** BEGIN RECORDS FOR THE EXERCISE **
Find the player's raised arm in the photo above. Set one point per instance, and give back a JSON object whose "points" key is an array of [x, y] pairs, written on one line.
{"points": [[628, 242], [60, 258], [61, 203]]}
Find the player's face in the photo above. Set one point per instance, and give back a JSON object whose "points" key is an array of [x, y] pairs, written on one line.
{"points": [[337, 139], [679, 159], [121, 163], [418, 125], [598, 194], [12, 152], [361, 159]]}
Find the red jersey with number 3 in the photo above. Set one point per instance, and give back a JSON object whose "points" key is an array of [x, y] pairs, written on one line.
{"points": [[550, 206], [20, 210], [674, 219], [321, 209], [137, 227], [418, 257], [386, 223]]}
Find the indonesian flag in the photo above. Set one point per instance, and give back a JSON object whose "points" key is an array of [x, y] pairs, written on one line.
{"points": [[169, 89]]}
** END RECORDS FOR THE EXERCISE **
** BEGIN RECORDS FOR THE EXERCISE **
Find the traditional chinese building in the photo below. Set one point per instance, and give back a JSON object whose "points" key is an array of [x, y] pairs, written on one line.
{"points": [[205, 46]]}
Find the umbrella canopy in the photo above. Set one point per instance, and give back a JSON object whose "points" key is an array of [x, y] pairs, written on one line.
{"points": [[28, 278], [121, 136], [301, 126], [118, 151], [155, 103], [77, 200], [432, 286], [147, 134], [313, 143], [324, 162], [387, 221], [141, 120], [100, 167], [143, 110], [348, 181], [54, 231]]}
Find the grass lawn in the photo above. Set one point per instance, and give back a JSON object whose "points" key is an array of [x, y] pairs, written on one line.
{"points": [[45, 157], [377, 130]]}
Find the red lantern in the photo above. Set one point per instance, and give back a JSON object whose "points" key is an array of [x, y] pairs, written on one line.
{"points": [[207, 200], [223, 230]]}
** END RECORDS FOR THE EXERCISE **
▶ _EXERCISE AIM_
Pick out every line in the records above that contains the word "player" and copy each one in full. Treat uppercase and lowercase letters as different.

▶ _COMPLETE ANSWER_
Find the player's raised arm in the photo above. Set one point per instance, and give back a JSON object whose "points" key is an array of [x, y] pairs, written on one line.
Find the player's face in the photo above. Set one point per instance, and give back a JSON object whose "points" key is an array of [x, y] pairs, written on one line.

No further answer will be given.